Exercise. Copy each of the following records line for line, without changing anything.

Data for this exercise.
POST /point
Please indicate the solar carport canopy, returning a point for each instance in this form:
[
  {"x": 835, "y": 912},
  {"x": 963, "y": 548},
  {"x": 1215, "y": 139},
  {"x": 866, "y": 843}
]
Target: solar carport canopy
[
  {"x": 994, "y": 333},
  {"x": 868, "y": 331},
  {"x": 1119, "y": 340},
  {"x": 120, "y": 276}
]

Correct result.
POST /point
Please indicate the solar carport canopy, returning a point for each instance in this form:
[
  {"x": 835, "y": 912},
  {"x": 963, "y": 548},
  {"x": 1215, "y": 139},
  {"x": 866, "y": 843}
]
Target: solar carport canopy
[
  {"x": 994, "y": 333},
  {"x": 868, "y": 331},
  {"x": 1119, "y": 340},
  {"x": 120, "y": 276}
]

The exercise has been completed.